**Task instructions:** Will you copy every one of the items below word for word?
— start of Data for this exercise —
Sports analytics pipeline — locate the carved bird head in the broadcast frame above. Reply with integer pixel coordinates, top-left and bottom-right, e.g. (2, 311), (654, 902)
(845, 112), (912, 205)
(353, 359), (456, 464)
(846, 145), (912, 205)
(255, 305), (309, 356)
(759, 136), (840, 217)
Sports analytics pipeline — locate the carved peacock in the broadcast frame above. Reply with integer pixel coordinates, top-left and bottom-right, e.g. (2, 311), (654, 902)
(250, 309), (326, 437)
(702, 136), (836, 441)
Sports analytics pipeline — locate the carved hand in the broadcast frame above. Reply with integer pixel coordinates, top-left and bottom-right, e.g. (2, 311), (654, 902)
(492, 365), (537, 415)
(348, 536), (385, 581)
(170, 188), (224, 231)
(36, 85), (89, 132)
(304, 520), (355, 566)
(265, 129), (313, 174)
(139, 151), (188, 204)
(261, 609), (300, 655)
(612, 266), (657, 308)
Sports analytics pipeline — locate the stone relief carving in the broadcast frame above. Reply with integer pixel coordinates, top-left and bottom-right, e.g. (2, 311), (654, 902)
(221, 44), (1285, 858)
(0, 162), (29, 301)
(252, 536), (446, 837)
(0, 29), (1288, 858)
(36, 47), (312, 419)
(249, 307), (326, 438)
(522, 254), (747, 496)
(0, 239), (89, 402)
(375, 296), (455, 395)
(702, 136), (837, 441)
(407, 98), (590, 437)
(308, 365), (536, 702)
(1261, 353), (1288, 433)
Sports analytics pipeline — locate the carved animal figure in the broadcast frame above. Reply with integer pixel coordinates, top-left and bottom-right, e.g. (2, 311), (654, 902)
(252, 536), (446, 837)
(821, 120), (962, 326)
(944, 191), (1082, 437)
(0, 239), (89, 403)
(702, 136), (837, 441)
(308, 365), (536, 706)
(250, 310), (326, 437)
— end of Data for this exercise —
**Response to the task:**
Sports analytics pipeline — locate the carved bird head in the broadcast frame above. Reply with integer pixel coordinates, top-left and bottom-right, e.g. (2, 311), (654, 902)
(845, 112), (912, 205)
(353, 359), (456, 464)
(846, 145), (912, 205)
(255, 305), (309, 356)
(759, 136), (840, 217)
Sports analytics pipeline — locate the carved peacock in the broadcast frame above. Reply with integer pixel coordinates, top-left and bottom-right, e.g. (2, 311), (654, 902)
(250, 309), (326, 437)
(702, 136), (836, 441)
Sports analytics pipeline — locate the carved hand in the broadcast frame above. Reply with integer pixel coordinates, top-left and bottom-right, e.g. (2, 311), (654, 902)
(492, 365), (537, 415)
(348, 536), (385, 581)
(170, 188), (224, 231)
(36, 85), (89, 132)
(304, 520), (355, 566)
(265, 129), (313, 174)
(139, 151), (188, 204)
(261, 609), (300, 655)
(612, 266), (657, 308)
Sports analytics pipeline — locate the stone relief carving in the broadcast frame above. Reply with integer pixel coordinates, top-left and bottom-right, e.g. (2, 311), (654, 902)
(221, 44), (1285, 858)
(0, 162), (29, 301)
(252, 536), (446, 837)
(0, 29), (1288, 858)
(36, 47), (312, 419)
(249, 307), (326, 438)
(522, 254), (747, 496)
(0, 239), (89, 402)
(375, 296), (455, 395)
(702, 136), (837, 441)
(407, 98), (590, 437)
(308, 365), (536, 702)
(1261, 353), (1288, 433)
Sports analytics pipeline — locate the carved animal figure in the broadcast frame above. Reply with integer pixel coordinates, top-left and bottom-right, e.g. (2, 311), (654, 902)
(252, 536), (446, 837)
(821, 120), (962, 326)
(944, 191), (1082, 437)
(0, 239), (89, 403)
(702, 136), (837, 441)
(308, 365), (536, 706)
(250, 310), (326, 437)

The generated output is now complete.